= The task =
Without the pictures, set down every line of the data exactly.

-- start of Data rows --

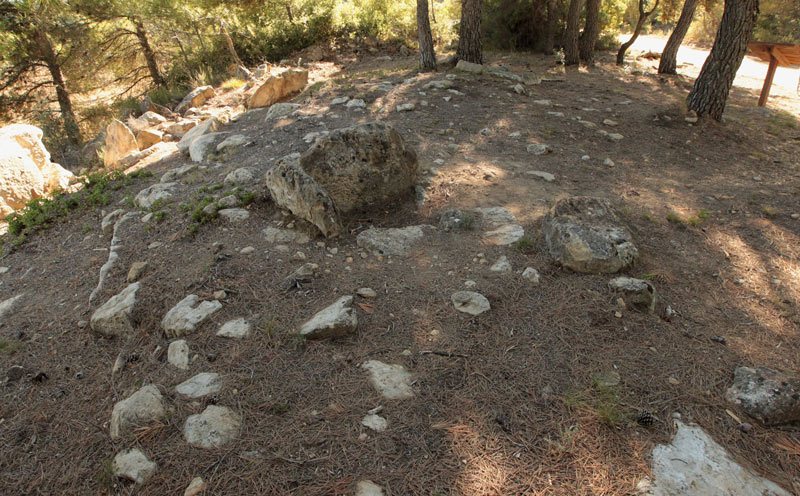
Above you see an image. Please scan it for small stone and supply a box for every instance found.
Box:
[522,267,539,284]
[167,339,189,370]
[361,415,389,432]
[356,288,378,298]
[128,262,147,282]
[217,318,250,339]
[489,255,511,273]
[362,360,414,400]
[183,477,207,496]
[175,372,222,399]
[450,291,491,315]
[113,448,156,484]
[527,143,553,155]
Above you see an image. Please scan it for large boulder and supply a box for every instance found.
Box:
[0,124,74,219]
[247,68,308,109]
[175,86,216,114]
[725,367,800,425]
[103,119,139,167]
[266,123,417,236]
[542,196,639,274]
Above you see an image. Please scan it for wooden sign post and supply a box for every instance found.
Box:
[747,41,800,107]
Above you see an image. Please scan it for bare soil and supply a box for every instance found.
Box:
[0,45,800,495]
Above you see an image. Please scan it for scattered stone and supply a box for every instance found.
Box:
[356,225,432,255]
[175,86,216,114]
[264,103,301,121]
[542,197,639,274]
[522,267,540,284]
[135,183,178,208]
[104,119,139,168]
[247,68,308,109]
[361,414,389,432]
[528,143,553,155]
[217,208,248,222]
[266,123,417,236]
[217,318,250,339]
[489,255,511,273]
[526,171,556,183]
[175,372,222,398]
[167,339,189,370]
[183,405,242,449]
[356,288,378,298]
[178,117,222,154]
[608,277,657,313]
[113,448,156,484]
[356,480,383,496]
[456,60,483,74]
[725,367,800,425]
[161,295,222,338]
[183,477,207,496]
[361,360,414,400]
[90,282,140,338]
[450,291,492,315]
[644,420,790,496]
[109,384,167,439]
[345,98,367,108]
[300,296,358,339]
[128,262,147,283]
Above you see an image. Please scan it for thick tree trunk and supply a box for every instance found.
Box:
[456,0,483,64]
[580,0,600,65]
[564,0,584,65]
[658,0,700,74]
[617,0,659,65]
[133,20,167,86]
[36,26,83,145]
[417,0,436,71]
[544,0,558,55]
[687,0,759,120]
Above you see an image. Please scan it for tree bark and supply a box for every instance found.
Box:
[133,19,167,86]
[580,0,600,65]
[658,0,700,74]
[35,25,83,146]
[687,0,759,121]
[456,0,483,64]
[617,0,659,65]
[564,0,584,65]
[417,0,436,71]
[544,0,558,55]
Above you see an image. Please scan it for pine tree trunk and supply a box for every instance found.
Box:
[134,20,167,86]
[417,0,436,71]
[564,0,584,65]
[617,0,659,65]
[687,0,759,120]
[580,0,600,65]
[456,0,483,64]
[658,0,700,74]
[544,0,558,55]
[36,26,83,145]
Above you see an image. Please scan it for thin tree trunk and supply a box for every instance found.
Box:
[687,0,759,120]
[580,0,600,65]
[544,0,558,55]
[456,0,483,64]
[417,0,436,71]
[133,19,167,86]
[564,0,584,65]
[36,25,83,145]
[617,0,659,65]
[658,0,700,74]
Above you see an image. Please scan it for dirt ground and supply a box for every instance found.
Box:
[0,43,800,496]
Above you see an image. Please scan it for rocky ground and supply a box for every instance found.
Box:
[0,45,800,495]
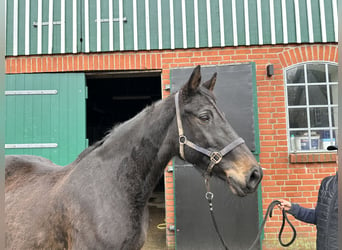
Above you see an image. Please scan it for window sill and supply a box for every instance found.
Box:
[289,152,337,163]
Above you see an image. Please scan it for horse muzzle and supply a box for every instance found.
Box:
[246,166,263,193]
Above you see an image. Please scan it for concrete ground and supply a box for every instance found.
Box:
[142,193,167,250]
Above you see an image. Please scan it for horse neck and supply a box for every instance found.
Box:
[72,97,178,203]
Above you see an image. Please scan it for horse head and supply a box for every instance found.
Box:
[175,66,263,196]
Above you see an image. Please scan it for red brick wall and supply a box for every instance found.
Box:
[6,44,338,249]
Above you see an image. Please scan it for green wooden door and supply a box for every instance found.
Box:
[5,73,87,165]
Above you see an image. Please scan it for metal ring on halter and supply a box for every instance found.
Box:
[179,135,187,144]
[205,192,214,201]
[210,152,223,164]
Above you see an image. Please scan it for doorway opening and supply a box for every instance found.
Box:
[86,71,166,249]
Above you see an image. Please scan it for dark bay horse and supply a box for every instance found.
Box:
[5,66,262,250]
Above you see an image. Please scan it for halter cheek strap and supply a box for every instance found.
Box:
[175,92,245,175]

-- end of Data rows --

= Written answer =
Above you see an image. Please scan it for small stone and supply a box for every instance found.
Box:
[522,267,539,284]
[167,339,189,370]
[361,415,389,432]
[356,288,378,298]
[128,262,147,282]
[217,318,250,339]
[489,255,511,273]
[362,360,414,400]
[183,477,207,496]
[175,372,222,399]
[450,291,491,315]
[113,448,156,484]
[527,143,553,155]
Above you see an image. Please scan it for large boulder and supply a box for every instance found.
Box:
[0,124,74,219]
[247,68,308,109]
[175,86,216,114]
[725,367,800,425]
[103,119,139,167]
[266,123,417,236]
[542,196,639,274]
Above you see an image. Please scan it for wooden sign post and supply a box for every instance found.
Box:
[747,41,800,107]
Above you see an image. Please scan it for bare soil and supply a box for every instance found.
Box:
[0,45,800,495]
Above you see an image. Please scan it for scattered stone and supply a box for every instance found.
Box:
[356,225,432,255]
[175,86,216,114]
[264,103,301,121]
[542,197,639,274]
[522,267,540,284]
[135,183,178,208]
[104,119,139,168]
[247,68,308,109]
[361,414,389,432]
[528,143,553,155]
[217,208,248,222]
[266,123,417,236]
[217,318,250,339]
[489,255,511,273]
[526,171,556,183]
[175,372,222,398]
[167,339,189,370]
[183,405,242,449]
[356,288,378,298]
[178,117,222,154]
[608,277,657,313]
[113,448,156,484]
[356,480,383,496]
[456,60,483,74]
[725,367,800,425]
[161,295,222,338]
[183,477,207,496]
[361,360,414,400]
[90,282,140,338]
[450,291,492,315]
[644,420,790,496]
[109,384,167,439]
[345,98,367,108]
[300,296,358,339]
[128,262,147,283]
Above you see an image. Please scan it for thick tree trunk and supply a box for every instance found.
Box:
[456,0,483,64]
[580,0,600,65]
[564,0,584,65]
[658,0,700,74]
[617,0,659,65]
[133,20,167,86]
[36,26,83,145]
[417,0,436,71]
[544,0,558,55]
[687,0,759,120]
Above you see an image. Please scan it for tree bark and supply a box for every instance found.
Box:
[133,19,167,86]
[580,0,600,65]
[658,0,700,74]
[35,25,83,146]
[687,0,759,121]
[456,0,483,64]
[617,0,659,65]
[564,0,584,65]
[417,0,436,71]
[544,0,558,55]
Above you see an image. Please scan it for pine tree trunk and supply a box for every instance found.
Box:
[134,20,167,86]
[417,0,436,71]
[564,0,584,65]
[617,0,659,65]
[687,0,759,120]
[580,0,600,65]
[456,0,483,64]
[658,0,700,74]
[544,0,558,55]
[36,26,83,145]
Above you see an image. Please scan it for thin tree trunk and supply a box for every instance found.
Box:
[687,0,759,120]
[580,0,600,65]
[544,0,558,55]
[456,0,483,64]
[417,0,436,71]
[133,19,167,86]
[564,0,584,65]
[36,25,83,145]
[617,0,659,65]
[658,0,700,74]
Above you see an image. Please scan it for dirt ground and supply a box for every instance found.
Box:
[0,43,800,496]
Above you see an image. Please scan it for rocky ground and supply a box for every instance found.
Box:
[0,45,800,495]
Above you see an image. Please scan it for window sill and supply a box for every instance found.
Box:
[289,152,337,163]
Above you see an image. Please scan it for horse muzzle and supply a box for every instance found.
Box:
[246,166,263,193]
Above you see an image. Please scan it for concrete ground and supply a box for every instance found.
Box:
[142,193,167,250]
Above you see an image. Please scan it for horse neck and supply a box for every instance found.
Box:
[72,97,178,203]
Above you see an image. Please scan it for horse head and supply a box for every instance found.
Box:
[175,66,263,196]
Above you see an image. Please scan it for red brick wall and supply a box for every instance found.
Box:
[6,44,338,249]
Above you see an image. Please scan it for green wooden door and supply a box for every instance found.
Box:
[5,73,87,165]
Above you see an image. Please scan it for metal ring on halter and supply a box for every instance found.
Box:
[179,135,187,144]
[205,192,214,201]
[210,152,223,164]
Above you see an image. Please scan it for doorway opening and supply a box for every instance found.
Box:
[86,71,166,249]
Above you see an image. Please scan it for dark bay horse and supply a box for every instance found.
Box:
[5,66,262,250]
Above you see an image. Please scan it for halter cheek strap and supply a box for every instance found.
Box:
[175,92,245,175]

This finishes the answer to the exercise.